* _Stated exercise_:
Please write out the items below, beginning at the line that contains "For this evaluation, locate the sand" and stopping after the last line of the items.

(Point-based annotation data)
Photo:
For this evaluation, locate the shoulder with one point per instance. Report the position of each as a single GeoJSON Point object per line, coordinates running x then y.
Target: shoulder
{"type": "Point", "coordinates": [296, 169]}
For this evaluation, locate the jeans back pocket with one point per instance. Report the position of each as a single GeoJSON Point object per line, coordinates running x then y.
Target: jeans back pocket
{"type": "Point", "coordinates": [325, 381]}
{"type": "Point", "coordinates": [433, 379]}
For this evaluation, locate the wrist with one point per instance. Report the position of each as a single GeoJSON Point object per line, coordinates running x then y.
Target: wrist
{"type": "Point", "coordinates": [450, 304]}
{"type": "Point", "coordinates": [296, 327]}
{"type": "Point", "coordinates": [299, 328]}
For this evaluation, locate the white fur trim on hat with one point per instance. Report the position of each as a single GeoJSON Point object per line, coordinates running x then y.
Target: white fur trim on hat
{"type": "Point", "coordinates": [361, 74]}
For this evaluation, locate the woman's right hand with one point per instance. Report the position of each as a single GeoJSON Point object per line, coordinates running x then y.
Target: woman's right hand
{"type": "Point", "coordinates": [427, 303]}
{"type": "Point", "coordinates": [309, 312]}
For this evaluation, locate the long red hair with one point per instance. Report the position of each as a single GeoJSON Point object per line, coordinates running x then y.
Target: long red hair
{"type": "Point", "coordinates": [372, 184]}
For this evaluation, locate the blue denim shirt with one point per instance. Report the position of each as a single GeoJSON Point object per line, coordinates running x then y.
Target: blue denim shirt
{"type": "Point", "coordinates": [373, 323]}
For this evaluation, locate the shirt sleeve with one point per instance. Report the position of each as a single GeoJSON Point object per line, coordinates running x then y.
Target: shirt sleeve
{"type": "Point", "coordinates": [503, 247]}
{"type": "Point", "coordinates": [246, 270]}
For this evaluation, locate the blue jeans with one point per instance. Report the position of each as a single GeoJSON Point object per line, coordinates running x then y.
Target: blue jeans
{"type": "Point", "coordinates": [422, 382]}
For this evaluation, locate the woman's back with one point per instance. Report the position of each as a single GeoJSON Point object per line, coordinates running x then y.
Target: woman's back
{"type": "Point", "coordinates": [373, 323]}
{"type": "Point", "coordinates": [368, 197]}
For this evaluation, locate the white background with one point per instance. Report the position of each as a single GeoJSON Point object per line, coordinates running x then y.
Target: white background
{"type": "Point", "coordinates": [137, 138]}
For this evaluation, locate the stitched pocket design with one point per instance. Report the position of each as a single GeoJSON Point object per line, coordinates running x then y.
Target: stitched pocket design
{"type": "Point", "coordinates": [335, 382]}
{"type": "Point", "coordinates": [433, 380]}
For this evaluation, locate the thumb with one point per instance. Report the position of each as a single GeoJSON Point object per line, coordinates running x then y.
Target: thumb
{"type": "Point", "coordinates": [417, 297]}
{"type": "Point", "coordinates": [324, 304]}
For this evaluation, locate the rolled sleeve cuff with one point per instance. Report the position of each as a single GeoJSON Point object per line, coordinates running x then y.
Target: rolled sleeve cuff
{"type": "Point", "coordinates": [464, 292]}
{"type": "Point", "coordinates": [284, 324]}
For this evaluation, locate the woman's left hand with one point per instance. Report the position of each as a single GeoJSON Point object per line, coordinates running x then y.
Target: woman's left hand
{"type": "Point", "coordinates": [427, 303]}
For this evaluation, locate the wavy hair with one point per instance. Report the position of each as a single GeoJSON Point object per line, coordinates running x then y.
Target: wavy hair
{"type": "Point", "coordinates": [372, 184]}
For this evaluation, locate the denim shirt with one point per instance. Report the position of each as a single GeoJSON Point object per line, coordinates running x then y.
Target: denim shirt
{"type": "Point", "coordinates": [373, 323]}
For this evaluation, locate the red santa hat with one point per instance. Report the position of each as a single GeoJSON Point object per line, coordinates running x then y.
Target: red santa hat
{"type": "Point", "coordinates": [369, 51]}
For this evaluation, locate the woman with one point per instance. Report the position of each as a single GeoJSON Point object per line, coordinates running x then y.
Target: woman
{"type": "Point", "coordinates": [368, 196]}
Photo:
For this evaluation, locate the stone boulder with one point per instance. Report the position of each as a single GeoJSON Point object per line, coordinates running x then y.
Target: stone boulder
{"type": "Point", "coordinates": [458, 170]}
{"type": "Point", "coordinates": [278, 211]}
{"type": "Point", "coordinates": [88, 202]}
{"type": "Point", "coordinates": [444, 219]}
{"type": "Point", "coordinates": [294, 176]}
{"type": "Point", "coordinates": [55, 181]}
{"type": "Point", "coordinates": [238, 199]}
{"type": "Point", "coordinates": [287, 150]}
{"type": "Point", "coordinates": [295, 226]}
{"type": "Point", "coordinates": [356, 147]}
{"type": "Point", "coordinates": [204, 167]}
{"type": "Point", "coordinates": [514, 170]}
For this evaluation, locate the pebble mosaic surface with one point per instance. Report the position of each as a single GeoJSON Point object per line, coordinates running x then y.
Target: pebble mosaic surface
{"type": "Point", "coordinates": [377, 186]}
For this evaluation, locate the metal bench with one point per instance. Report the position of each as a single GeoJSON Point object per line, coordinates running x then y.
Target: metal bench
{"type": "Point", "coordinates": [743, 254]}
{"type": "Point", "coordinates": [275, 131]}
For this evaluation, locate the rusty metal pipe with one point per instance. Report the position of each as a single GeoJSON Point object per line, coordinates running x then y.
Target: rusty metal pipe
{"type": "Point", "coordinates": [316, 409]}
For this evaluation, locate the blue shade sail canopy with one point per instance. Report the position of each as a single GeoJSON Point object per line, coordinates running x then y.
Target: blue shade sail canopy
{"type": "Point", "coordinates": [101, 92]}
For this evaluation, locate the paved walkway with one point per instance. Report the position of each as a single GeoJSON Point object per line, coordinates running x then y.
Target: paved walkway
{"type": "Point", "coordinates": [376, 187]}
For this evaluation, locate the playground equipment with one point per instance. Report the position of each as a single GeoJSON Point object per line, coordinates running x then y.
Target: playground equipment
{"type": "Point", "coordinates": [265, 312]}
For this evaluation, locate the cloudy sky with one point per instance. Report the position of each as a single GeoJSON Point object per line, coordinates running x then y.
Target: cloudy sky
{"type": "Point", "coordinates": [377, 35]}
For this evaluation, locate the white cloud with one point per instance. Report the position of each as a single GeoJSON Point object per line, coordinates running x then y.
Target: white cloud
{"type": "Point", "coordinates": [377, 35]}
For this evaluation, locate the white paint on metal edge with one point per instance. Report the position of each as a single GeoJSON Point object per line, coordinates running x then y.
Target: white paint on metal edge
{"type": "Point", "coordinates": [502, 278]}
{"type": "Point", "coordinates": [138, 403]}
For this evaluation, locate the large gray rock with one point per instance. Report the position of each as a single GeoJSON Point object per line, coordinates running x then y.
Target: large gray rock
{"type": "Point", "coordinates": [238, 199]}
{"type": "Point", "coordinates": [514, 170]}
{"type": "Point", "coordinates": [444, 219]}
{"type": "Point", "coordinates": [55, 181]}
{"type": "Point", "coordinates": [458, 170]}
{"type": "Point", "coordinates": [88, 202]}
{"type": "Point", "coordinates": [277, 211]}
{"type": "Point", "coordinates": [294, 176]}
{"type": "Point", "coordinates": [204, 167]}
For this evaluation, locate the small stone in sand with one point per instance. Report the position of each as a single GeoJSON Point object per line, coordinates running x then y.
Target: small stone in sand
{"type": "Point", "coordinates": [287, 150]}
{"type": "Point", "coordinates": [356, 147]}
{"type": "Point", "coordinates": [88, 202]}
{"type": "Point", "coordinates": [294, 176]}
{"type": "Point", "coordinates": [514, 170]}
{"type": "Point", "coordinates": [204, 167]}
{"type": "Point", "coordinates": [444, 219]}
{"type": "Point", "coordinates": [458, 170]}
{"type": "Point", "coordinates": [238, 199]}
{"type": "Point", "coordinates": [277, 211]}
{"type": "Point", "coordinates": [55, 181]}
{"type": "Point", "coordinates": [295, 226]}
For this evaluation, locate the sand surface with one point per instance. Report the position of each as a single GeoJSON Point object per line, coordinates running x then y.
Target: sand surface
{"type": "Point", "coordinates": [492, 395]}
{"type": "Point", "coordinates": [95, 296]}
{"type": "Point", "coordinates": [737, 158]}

* _Output for this exercise_:
For this evaluation, locate the sand surface with one point per instance. Report the position of each as a single GeoJSON Point object per line, coordinates running x then y.
Target: sand surface
{"type": "Point", "coordinates": [492, 395]}
{"type": "Point", "coordinates": [95, 296]}
{"type": "Point", "coordinates": [737, 158]}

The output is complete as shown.